**Exercise goal**
Using the material below, copy every line where "stage" appears.

**Data shown**
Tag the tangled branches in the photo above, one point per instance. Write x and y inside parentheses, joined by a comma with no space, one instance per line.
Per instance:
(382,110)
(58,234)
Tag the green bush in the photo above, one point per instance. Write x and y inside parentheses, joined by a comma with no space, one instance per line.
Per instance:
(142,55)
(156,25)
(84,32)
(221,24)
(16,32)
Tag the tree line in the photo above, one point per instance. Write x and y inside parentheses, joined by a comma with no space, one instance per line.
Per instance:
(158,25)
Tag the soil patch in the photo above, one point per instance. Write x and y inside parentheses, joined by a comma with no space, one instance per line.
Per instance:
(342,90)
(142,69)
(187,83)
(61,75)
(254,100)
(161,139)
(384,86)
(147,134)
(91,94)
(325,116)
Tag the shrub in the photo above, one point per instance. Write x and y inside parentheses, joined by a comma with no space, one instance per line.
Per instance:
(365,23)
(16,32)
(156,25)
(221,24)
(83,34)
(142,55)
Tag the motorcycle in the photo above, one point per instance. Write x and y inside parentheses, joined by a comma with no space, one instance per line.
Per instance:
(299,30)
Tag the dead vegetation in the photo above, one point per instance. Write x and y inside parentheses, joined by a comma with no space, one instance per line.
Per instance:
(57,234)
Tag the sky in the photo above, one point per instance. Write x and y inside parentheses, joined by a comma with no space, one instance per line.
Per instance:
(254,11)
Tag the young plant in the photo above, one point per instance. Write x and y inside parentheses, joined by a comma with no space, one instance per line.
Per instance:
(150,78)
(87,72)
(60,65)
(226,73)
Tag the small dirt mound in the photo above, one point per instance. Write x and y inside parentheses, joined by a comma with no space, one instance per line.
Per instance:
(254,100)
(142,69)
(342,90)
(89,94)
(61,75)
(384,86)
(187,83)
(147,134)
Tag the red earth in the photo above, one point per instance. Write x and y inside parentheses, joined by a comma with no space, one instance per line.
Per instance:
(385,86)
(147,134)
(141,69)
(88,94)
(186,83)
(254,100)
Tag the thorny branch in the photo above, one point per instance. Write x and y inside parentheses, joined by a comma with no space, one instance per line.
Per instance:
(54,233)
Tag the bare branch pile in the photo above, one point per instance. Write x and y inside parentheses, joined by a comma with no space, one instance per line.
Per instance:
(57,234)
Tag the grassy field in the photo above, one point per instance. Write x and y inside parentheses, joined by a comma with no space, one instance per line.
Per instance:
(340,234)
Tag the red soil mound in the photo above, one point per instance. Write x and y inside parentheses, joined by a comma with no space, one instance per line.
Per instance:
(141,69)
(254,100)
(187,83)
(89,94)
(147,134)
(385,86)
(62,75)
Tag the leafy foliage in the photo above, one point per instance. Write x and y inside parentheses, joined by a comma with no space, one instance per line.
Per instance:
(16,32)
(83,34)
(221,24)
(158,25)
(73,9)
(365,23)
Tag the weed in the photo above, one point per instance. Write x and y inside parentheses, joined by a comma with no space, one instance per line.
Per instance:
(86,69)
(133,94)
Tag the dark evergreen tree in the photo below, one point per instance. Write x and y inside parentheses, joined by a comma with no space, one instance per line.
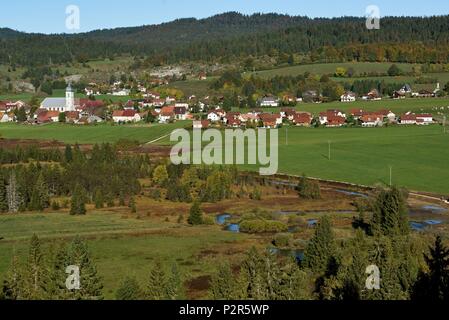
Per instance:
(129,290)
(78,201)
(321,247)
(195,215)
(433,285)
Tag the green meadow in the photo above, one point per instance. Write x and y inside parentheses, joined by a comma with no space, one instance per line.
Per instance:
(418,156)
(89,134)
(120,246)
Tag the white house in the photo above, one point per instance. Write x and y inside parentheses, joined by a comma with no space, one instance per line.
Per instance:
(348,96)
(269,102)
(126,116)
(424,119)
(180,113)
(61,104)
(213,116)
(4,117)
(121,92)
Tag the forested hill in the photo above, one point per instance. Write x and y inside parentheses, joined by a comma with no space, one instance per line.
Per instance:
(402,39)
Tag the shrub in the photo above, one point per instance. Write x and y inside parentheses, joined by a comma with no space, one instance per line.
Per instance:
(283,240)
(262,226)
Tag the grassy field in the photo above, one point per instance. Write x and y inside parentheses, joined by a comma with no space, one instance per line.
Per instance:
(89,134)
(418,155)
(121,246)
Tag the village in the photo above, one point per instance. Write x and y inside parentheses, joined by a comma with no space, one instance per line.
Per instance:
(154,108)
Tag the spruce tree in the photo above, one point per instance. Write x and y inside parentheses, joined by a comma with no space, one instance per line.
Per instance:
(195,215)
(132,205)
(434,284)
(90,283)
(13,195)
(156,289)
(78,201)
(223,283)
(3,196)
(98,199)
(12,284)
(321,247)
(35,272)
(68,154)
(129,290)
(390,215)
(174,286)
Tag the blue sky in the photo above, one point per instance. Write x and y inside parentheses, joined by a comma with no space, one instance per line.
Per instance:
(48,16)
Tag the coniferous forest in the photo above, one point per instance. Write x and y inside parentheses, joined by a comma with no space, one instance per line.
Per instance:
(401,39)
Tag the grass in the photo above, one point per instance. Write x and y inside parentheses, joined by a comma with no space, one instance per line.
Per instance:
(120,246)
(89,134)
(418,155)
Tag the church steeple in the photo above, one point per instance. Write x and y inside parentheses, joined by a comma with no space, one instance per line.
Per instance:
(69,98)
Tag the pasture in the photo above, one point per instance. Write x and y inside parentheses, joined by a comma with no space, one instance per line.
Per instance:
(89,134)
(120,245)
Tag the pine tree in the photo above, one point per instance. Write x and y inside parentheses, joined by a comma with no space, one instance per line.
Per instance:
(78,201)
(40,199)
(56,280)
(174,286)
(434,284)
(98,199)
(68,154)
(12,284)
(12,194)
(321,247)
(195,216)
(90,283)
(223,283)
(35,272)
(156,289)
(129,290)
(132,205)
(390,213)
(308,189)
(3,196)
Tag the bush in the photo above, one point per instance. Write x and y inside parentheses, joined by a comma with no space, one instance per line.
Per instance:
(309,189)
(283,240)
(262,226)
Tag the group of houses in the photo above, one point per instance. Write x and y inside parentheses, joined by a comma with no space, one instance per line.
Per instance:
(256,117)
(329,118)
(402,93)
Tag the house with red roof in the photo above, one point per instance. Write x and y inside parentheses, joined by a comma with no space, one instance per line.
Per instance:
(372,120)
(335,121)
(270,120)
(203,124)
(167,114)
(302,119)
(234,123)
(424,119)
(408,118)
(45,116)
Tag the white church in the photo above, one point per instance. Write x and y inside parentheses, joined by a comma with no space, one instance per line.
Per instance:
(61,104)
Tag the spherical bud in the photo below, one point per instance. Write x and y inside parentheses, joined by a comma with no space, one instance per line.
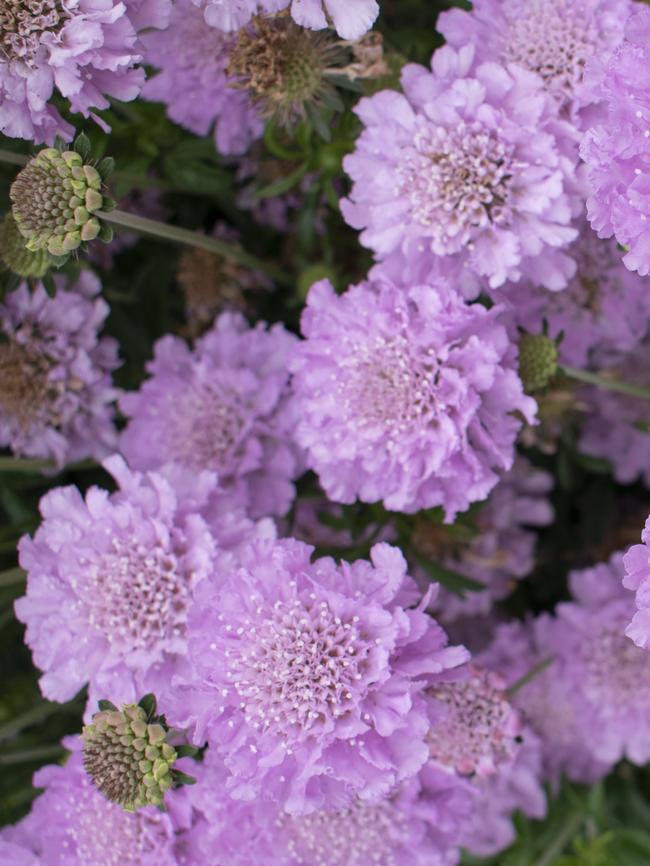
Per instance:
(15,255)
(54,200)
(537,361)
(127,757)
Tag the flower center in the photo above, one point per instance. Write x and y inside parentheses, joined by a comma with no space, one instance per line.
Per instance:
(22,25)
(136,595)
(301,667)
(549,39)
(363,835)
(384,387)
(457,181)
(479,726)
(25,393)
(206,428)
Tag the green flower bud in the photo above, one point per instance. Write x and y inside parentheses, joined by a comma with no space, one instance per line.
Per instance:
(537,361)
(128,758)
(53,201)
(15,255)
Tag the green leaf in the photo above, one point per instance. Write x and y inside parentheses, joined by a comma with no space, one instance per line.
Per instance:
(148,704)
(451,580)
(284,184)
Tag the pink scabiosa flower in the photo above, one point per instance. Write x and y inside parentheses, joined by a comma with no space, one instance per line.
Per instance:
(224,407)
(307,676)
(465,164)
(406,396)
(551,702)
(553,39)
(637,578)
(604,665)
(418,824)
(604,310)
(109,582)
(350,18)
(86,50)
(474,728)
(192,58)
(616,426)
(56,394)
(516,787)
(72,824)
(617,149)
(502,547)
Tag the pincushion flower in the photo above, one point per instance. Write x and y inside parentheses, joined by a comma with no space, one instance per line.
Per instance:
(637,578)
(604,310)
(501,548)
(616,150)
(307,676)
(225,406)
(469,162)
(109,582)
(474,728)
(350,18)
(72,824)
(552,38)
(406,396)
(615,427)
(192,58)
(553,702)
(86,50)
(56,394)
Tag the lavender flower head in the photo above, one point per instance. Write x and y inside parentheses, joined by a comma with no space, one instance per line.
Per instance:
(474,729)
(86,50)
(616,150)
(72,824)
(109,582)
(604,665)
(419,824)
(552,703)
(307,676)
(224,407)
(406,396)
(56,395)
(502,549)
(552,38)
(466,165)
(637,578)
(192,58)
(350,18)
(604,310)
(616,426)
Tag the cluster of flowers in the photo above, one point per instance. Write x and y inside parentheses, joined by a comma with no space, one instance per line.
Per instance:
(343,726)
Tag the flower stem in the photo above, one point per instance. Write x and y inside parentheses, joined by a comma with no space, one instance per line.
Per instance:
(176,234)
(605,382)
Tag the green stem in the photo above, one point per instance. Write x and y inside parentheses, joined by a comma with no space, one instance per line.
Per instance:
(11,577)
(37,714)
(604,382)
(28,755)
(561,840)
(179,235)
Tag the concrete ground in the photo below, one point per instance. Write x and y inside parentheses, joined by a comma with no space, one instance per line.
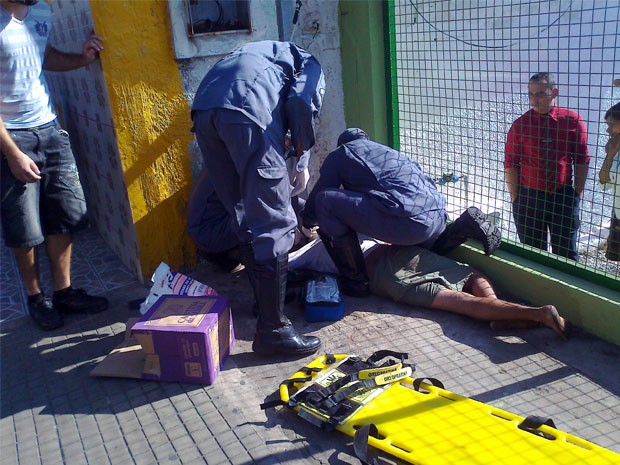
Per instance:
(52,411)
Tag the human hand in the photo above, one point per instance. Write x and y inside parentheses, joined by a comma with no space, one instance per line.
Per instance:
(92,47)
(24,168)
(299,181)
(613,145)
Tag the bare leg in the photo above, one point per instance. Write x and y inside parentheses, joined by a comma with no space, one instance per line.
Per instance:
(28,269)
(489,309)
(479,285)
(58,247)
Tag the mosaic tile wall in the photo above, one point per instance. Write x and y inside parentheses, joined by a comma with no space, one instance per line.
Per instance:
(82,104)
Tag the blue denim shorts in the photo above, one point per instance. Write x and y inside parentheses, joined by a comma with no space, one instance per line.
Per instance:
(53,205)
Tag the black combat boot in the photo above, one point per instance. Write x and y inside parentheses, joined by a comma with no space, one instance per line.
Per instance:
(274,332)
(472,224)
(347,255)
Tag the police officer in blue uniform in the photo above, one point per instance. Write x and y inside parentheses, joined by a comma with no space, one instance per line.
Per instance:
(243,108)
(384,195)
(372,189)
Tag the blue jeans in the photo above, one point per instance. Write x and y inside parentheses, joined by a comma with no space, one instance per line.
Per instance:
(539,213)
(53,205)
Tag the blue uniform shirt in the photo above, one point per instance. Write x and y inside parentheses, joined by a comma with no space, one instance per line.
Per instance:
(276,84)
(395,182)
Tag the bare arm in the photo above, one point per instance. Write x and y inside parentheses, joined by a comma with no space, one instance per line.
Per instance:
(581,171)
(512,181)
(21,165)
(611,149)
(55,60)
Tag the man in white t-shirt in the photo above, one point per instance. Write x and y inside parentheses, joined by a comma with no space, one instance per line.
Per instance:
(42,198)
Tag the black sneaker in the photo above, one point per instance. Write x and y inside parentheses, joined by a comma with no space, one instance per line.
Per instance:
(44,314)
(78,301)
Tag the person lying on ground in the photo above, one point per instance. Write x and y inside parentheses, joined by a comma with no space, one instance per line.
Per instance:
(416,276)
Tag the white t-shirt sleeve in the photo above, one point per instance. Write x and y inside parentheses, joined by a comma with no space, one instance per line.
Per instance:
(314,256)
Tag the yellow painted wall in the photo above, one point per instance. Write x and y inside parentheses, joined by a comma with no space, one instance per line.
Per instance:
(152,123)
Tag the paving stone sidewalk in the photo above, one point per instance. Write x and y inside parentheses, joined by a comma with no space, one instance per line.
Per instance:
(52,411)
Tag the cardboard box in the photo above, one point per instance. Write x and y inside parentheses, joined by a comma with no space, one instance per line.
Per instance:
(180,338)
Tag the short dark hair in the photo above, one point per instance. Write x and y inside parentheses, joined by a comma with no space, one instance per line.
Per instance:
(544,77)
(614,112)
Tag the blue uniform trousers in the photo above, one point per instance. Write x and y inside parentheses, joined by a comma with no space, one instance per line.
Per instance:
(248,171)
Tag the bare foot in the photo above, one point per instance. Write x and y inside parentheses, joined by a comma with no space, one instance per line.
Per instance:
(552,319)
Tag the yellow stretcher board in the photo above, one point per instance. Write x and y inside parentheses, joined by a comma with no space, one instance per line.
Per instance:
(433,426)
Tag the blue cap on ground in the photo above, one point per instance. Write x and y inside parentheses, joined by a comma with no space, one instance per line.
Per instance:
(352,134)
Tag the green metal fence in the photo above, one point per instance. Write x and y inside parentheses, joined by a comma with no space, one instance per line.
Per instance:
(459,79)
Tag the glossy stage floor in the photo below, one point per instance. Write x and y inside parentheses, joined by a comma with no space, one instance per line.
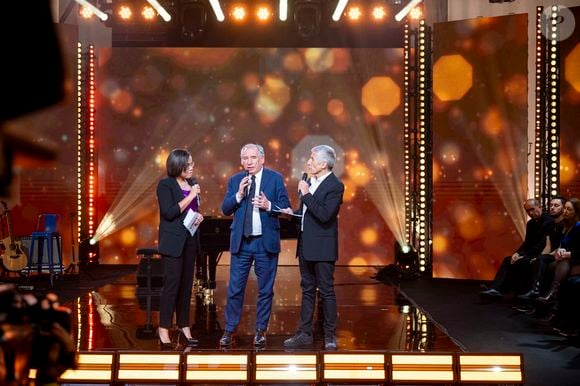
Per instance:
(372,316)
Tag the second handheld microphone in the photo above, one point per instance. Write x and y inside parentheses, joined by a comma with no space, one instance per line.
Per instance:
(304,178)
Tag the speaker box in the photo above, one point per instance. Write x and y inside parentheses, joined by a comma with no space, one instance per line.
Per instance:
(156,273)
(26,240)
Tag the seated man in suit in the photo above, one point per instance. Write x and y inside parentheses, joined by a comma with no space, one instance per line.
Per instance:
(318,245)
(515,272)
(251,197)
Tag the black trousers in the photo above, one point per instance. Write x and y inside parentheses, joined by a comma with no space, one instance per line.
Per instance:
(317,274)
(515,277)
(178,285)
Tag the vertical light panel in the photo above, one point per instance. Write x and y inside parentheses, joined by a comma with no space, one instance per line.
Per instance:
(80,141)
(407,134)
(539,140)
(553,94)
(353,367)
(92,158)
(217,367)
(424,148)
(285,367)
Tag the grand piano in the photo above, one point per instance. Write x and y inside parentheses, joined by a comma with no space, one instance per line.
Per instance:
(215,239)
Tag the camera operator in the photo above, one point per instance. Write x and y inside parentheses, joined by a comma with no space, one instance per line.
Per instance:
(34,333)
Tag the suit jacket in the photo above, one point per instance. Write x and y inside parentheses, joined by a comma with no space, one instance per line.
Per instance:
(536,232)
(319,239)
(172,233)
(273,187)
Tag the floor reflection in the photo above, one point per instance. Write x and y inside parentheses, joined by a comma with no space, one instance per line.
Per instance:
(372,316)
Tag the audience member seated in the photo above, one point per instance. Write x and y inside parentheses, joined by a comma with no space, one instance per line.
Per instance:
(514,274)
(568,254)
(542,274)
(567,317)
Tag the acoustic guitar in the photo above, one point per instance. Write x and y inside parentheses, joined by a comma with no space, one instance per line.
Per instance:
(14,258)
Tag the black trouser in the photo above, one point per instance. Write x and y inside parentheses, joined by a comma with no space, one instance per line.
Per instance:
(516,276)
(178,285)
(317,274)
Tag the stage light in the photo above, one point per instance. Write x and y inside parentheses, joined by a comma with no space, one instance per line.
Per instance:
(217,367)
(193,20)
(125,12)
(491,368)
(149,367)
(263,13)
(217,10)
(160,10)
(353,367)
(238,12)
(97,12)
(283,10)
(406,259)
(148,13)
(307,18)
(80,142)
(299,367)
(340,6)
(92,367)
(406,9)
(416,13)
(86,13)
(354,13)
(410,367)
(379,13)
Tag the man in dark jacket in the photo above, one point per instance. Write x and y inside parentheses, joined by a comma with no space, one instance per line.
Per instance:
(514,274)
(318,245)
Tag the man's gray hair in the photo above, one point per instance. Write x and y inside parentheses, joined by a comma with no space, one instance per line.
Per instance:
(255,146)
(325,153)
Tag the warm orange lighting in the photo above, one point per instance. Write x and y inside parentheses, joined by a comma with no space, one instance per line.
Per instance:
(416,13)
(238,13)
(354,13)
(86,13)
(125,12)
(379,13)
(263,13)
(148,13)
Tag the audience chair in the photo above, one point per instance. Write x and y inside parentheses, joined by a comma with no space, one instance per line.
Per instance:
(46,231)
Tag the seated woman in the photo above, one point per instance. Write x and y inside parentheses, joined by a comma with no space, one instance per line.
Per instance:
(568,255)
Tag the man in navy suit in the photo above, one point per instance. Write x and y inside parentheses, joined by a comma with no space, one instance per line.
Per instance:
(251,197)
(318,245)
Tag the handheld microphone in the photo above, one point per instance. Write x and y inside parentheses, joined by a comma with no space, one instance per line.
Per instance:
(249,185)
(304,178)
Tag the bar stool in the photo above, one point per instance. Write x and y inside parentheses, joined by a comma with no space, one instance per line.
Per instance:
(48,234)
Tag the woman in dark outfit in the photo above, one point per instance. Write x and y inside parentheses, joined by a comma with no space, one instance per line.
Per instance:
(177,194)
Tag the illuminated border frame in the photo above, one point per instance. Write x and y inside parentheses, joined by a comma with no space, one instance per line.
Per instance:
(93,367)
(353,367)
(149,367)
(413,367)
(285,367)
(490,368)
(219,366)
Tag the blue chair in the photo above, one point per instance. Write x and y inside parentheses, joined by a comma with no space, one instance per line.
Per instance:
(46,231)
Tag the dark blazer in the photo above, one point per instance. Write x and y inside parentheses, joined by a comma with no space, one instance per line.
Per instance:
(273,187)
(172,233)
(319,239)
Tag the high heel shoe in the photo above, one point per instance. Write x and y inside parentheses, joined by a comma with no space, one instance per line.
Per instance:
(164,346)
(550,297)
(189,342)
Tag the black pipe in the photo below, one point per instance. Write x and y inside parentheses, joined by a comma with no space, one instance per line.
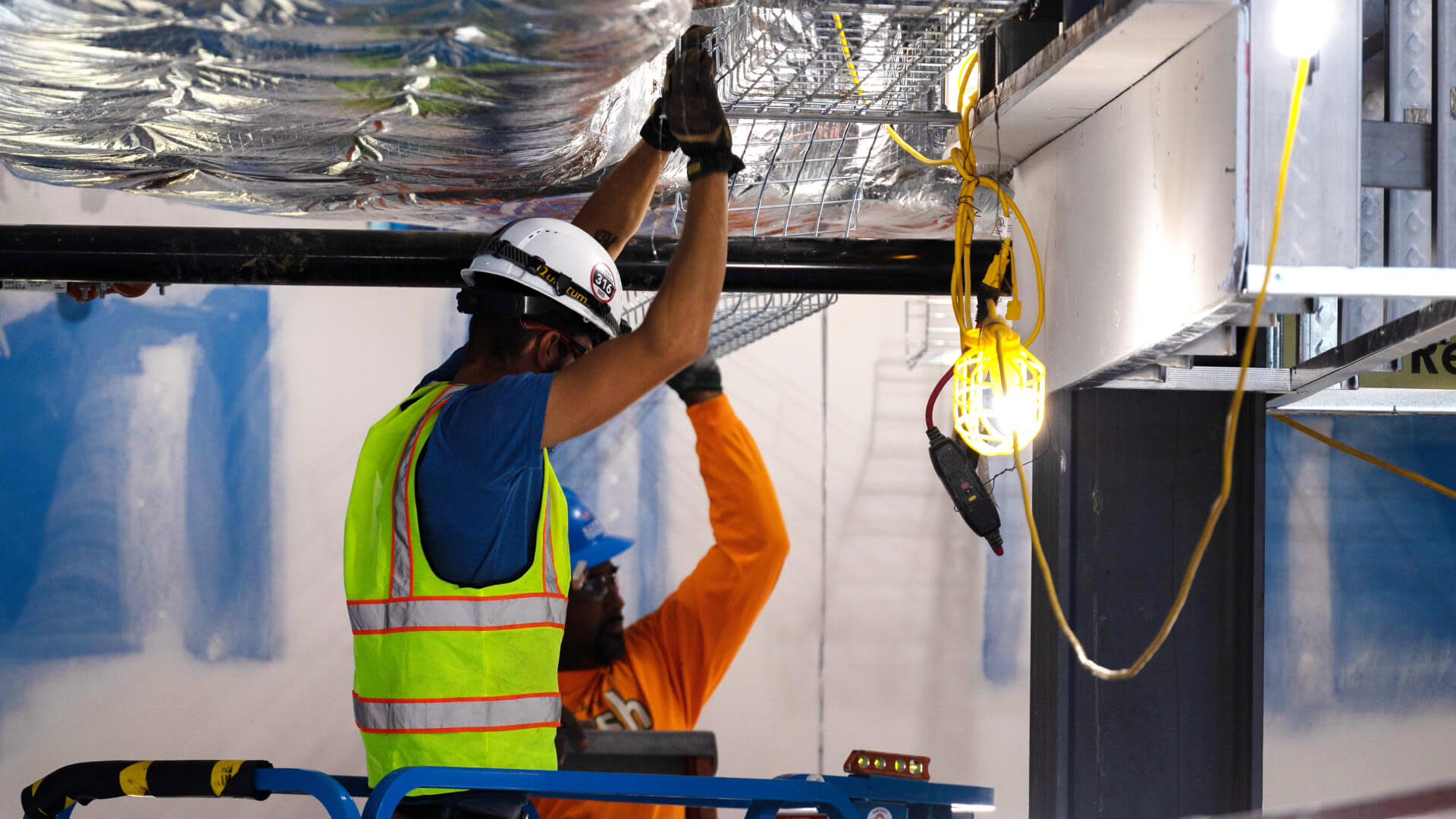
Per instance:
(433,259)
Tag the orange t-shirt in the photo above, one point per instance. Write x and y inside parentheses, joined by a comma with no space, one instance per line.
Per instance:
(677,654)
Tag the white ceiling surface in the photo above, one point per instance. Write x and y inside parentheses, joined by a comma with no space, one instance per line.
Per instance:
(1141,212)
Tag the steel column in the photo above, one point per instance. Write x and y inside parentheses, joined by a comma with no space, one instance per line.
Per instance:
(1408,99)
(1123,488)
(1443,111)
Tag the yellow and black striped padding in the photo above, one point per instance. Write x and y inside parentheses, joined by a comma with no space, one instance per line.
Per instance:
(85,781)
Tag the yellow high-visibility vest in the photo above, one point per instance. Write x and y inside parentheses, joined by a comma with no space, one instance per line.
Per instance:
(447,675)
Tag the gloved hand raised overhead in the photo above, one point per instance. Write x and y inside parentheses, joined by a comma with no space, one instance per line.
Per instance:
(695,117)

**Your solution**
Tag the glossy stage floor in the photo below, one point per instance. Write x and y inside parentheses, joined by a comma with no space, one instance per line.
Tag the stage light in the photo above, one point per instance. Write x and y inside parentheses, joined by a comma with no space, one instance per line.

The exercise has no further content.